§ What this exercise asks:
#1 Copy the scorpion-sting article word for word from "Arizona Hospital's $80,000" to "stinging $83,046 hospital bill.".
#2 Please pick up the scorpion-sting article after its last sentence and keep writing it.

§ Reading passage:
[Start of section]

Arizona Hospital's $80,000 Bill Stings Worse Than Scorpion Venom
An Arizona woman gets anti-venom for a scorpion sting, leaves with $80,000 bill.
Sept. 6, 2012— -- An Arizona woman was shocked when her brush with a scorpion led to a stinging $83,046 hospital bill.
Marcie Edmonds, 52, called the poison control center an hour after a bark scorpion stung her in the stomach while she was opening a box of air conditioner filters. She experienced mild tingling, throat tightness, darting eyes, muscle spams, and difficulty breathing, ABCNews.com confirmed.
As a typical illness from the venom progresses from numbness and tingling to uncontrolled muscle movements, it can resemble a seizure, aid Dr. Steven Curry, the Director of Medical Toxicology at the Banner Good Samaratin Medical Center. The muscle spasms spread to the chest and cause respiratory problems, which can be life-threatening – especially in children, Curry said.

[End of section]

§ Given information:
[Start of section]

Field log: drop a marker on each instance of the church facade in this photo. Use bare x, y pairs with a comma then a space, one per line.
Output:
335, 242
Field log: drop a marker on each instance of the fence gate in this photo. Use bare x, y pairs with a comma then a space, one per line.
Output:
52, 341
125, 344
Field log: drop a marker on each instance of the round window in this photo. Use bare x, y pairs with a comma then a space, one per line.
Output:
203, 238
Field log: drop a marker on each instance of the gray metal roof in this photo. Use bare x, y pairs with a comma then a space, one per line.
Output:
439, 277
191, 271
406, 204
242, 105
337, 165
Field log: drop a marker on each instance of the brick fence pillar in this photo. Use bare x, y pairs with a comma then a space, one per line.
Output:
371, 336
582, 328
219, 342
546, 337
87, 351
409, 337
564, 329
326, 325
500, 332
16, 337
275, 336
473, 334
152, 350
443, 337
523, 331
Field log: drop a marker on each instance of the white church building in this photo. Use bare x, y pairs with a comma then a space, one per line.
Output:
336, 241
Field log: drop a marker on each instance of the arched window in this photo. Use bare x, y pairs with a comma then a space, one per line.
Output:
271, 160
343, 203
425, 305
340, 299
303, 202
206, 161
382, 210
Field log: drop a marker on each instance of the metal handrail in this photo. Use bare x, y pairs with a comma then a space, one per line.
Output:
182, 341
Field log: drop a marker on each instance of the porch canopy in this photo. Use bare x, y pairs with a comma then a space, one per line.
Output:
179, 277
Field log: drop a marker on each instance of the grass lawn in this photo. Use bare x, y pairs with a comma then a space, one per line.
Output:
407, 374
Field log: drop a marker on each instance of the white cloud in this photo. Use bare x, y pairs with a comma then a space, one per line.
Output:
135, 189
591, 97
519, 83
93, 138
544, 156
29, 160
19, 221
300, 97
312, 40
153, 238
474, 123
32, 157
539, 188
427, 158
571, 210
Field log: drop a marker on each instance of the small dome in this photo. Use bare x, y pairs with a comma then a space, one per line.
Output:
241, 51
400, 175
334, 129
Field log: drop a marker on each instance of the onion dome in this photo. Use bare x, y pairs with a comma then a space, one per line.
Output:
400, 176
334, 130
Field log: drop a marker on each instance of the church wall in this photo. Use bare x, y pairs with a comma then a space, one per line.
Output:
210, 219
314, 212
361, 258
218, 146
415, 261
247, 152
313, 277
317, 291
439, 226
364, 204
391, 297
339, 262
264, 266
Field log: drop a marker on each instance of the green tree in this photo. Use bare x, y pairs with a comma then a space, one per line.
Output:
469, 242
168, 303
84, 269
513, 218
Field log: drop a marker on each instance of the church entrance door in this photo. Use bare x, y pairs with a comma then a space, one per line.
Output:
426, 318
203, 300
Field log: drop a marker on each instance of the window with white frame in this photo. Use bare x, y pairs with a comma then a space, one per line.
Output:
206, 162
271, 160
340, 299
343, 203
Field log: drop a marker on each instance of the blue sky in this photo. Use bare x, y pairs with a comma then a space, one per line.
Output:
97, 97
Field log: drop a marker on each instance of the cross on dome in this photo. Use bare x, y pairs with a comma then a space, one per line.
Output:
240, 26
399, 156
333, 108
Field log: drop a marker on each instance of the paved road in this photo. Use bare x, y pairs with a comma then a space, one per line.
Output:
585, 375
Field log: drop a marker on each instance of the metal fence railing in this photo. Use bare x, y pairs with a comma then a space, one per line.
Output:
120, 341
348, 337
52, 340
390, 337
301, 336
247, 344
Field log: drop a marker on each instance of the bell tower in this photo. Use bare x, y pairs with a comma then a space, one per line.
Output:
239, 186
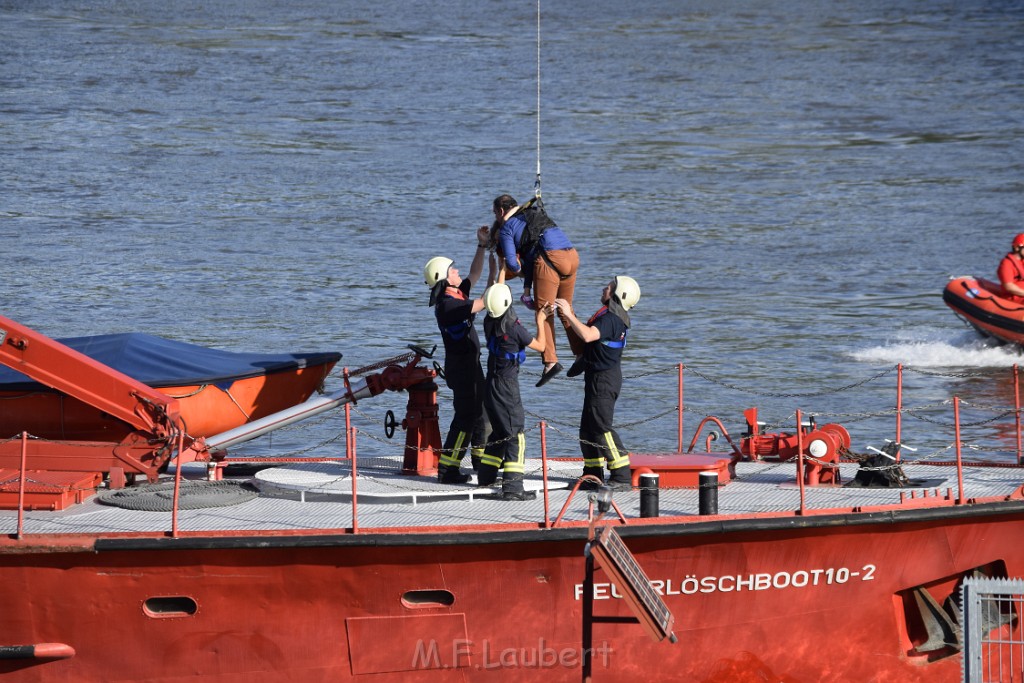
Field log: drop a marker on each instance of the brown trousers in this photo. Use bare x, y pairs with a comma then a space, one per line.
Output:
548, 286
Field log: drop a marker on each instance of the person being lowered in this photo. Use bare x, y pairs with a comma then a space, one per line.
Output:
507, 340
456, 312
531, 245
602, 339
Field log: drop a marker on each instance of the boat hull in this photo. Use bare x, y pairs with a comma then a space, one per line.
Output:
206, 409
826, 598
984, 305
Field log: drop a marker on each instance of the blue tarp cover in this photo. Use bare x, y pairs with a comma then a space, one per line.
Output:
159, 361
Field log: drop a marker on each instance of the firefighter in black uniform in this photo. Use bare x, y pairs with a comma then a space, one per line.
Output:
455, 312
507, 340
600, 341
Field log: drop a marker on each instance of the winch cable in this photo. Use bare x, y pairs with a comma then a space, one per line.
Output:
537, 182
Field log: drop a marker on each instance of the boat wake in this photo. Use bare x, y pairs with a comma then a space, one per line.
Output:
939, 349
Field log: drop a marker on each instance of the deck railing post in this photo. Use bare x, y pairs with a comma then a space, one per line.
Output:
899, 408
348, 431
20, 484
544, 472
348, 420
177, 485
800, 460
960, 461
355, 516
1017, 412
679, 447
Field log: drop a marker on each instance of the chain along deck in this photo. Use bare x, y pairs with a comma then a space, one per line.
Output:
317, 496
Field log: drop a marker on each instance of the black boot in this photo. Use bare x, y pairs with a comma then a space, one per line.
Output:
621, 478
452, 475
593, 471
485, 475
512, 488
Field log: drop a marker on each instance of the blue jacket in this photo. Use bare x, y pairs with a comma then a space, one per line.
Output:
511, 237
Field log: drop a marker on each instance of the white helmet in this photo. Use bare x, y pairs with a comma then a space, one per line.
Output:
627, 291
436, 269
498, 299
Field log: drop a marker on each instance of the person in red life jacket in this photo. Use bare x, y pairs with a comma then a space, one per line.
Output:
1012, 270
545, 257
601, 340
455, 312
507, 340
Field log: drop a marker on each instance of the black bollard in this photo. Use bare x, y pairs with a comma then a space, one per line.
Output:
648, 495
708, 494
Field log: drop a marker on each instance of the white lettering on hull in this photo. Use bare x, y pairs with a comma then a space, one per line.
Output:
692, 584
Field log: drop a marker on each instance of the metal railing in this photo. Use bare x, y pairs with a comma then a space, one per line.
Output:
992, 609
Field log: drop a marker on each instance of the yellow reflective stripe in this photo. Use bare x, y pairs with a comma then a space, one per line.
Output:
518, 465
615, 459
450, 460
491, 460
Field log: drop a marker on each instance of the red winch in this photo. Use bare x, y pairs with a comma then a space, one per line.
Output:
824, 444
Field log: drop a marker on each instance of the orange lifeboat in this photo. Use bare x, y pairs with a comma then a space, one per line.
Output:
216, 390
984, 305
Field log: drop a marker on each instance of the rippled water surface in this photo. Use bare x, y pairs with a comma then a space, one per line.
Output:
792, 183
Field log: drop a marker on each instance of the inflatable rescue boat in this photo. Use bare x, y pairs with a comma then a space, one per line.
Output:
986, 306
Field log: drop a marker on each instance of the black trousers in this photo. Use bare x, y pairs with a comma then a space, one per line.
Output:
469, 421
598, 439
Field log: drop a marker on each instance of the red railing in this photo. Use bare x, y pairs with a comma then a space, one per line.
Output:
351, 456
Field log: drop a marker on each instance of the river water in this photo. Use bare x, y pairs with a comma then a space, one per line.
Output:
791, 183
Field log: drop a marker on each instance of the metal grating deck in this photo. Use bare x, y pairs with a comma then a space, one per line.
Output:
316, 497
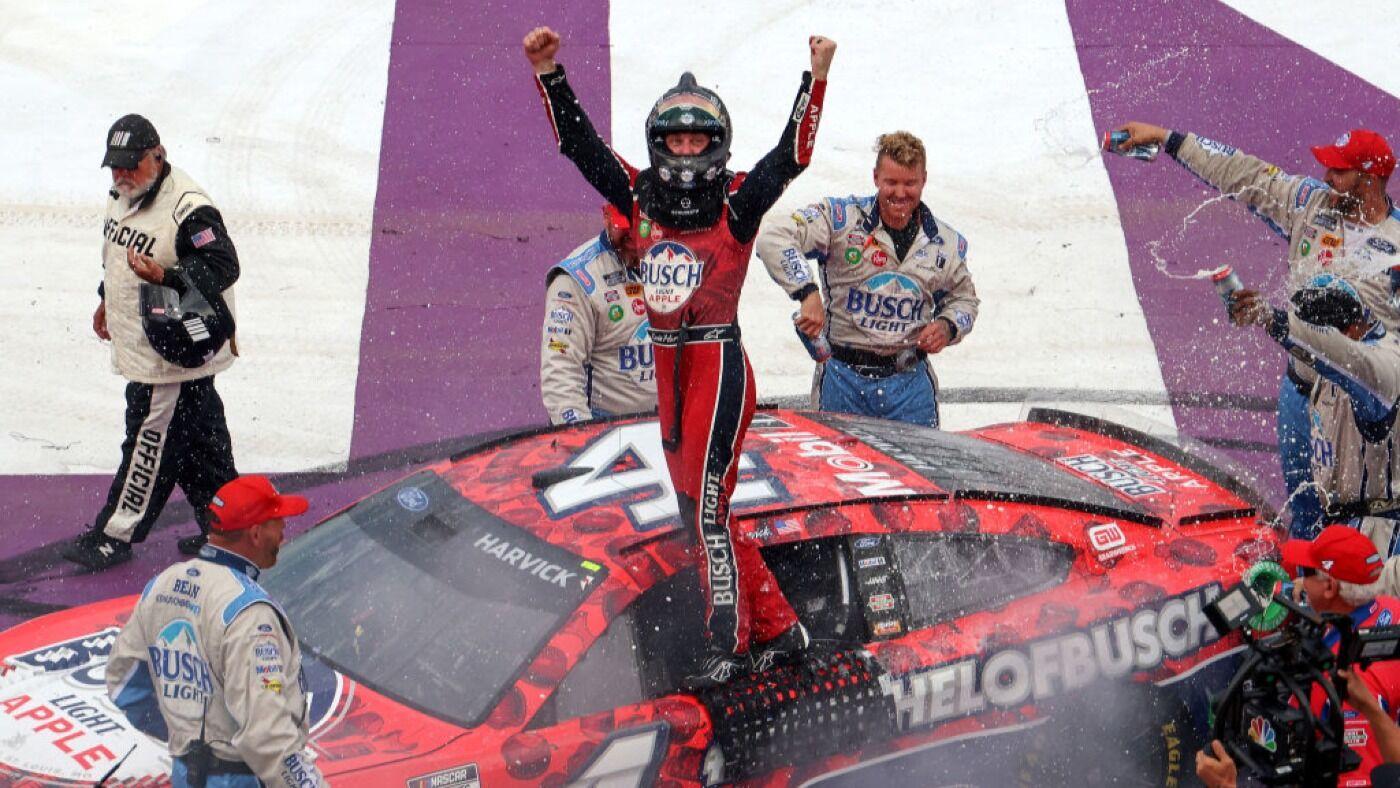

[End of section]

§ Exercise responses:
#1
Arizona Hospital's $80,000 Bill Stings Worse Than Scorpion Venom
An Arizona woman gets anti-venom for a scorpion sting, leaves with $80,000 bill.
Sept. 6, 2012— -- An Arizona woman was shocked when her brush with a scorpion led to a stinging $83,046 hospital bill.

#2
The poison control center advised Edmonds to go to a hospital, so she went to Chandler Regional Medical Center, where doctors administered two vials of a relatively new anti-venom called Anascorp, which was approved by the Federal Drug Administration last August and is distributed to hospitals for about $3,800 per vial, toxicologists say.
Edmonds left the hospital after a three hour stay, but the bill that arrived several weeks later came out to $83,046, or $39,652 per Anascorp vial, ABCNews.com confirmed. That's about 10 times what the hospital paid for each vial.
"Everyone I talk to says, 'You've got to be kidding,' " Edmonds said to the Arizona Republic.
Chandler Regional Medical Center released a statement apologizing for Edmond's treatment costs, explaining that they are working to adjust the high "out-of-network" bill she received for the anti-venom.
"In addition, we are also currently reviewing our pricing of this expensive specialty medication," the statement said.
Anascorp had been administered for free to about 2,000 scorpion sting patients during a 10-year clinical trial in the United States before to last year, said Dr. Keith Boesen, the director of the Arizona Poison and Drug Information Center.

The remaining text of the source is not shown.